▶ PROBLEM DETAILS
Return the entries exactly. Images are not part of the copy.

▶ SOURCE MATERIAL
=======
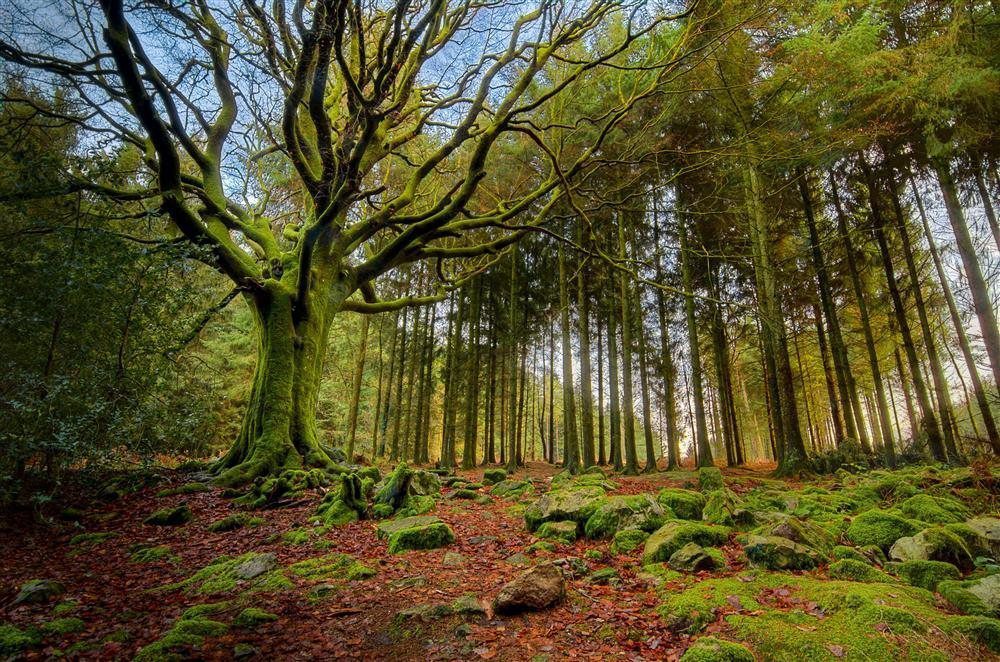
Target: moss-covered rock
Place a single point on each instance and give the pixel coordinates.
(858, 571)
(925, 574)
(511, 489)
(976, 597)
(562, 531)
(710, 649)
(776, 553)
(430, 536)
(628, 540)
(982, 630)
(692, 557)
(933, 509)
(710, 479)
(575, 503)
(669, 538)
(176, 516)
(252, 617)
(494, 476)
(639, 511)
(14, 640)
(933, 544)
(685, 504)
(879, 527)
=======
▶ RESPONSE BELOW
Target: moss-covered rock
Place a single point on each instance and give the pixel coordinates.
(858, 571)
(925, 574)
(511, 489)
(976, 597)
(562, 531)
(710, 649)
(776, 553)
(430, 536)
(628, 540)
(982, 630)
(692, 557)
(933, 509)
(710, 479)
(575, 503)
(669, 538)
(176, 516)
(252, 617)
(494, 476)
(639, 511)
(14, 640)
(933, 544)
(685, 504)
(879, 527)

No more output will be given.